> _Task directions_
Rewrite the items below as a numbered list that leaves out blank lines and the pictures.

************

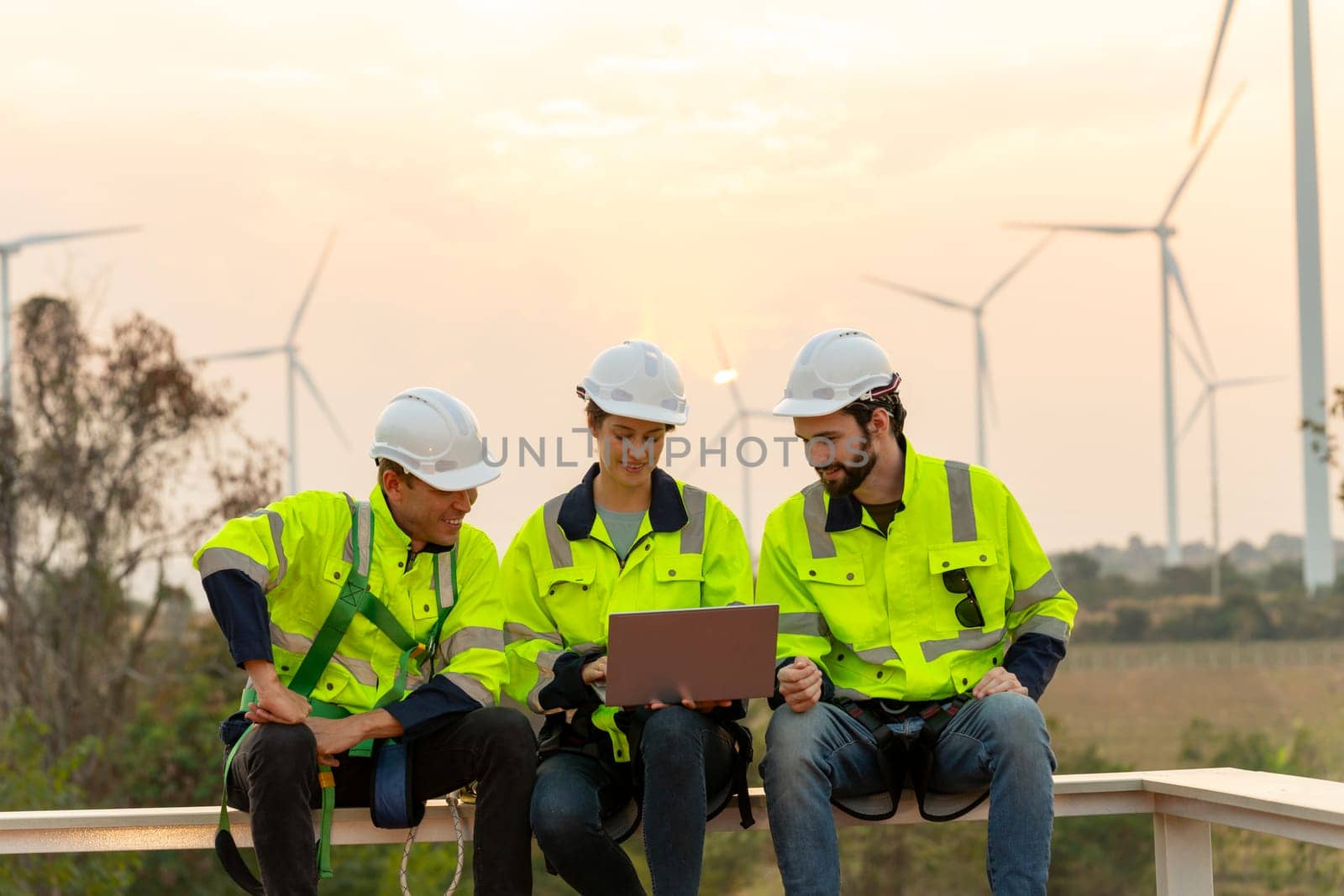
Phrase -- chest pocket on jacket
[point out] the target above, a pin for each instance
(980, 560)
(680, 578)
(566, 582)
(837, 584)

************

> _Output for this exercise_
1. Phrase -- chest pocket on jacket
2. [point out] the target above, a pin for each instance
3. (980, 560)
4. (680, 578)
5. (566, 582)
6. (837, 584)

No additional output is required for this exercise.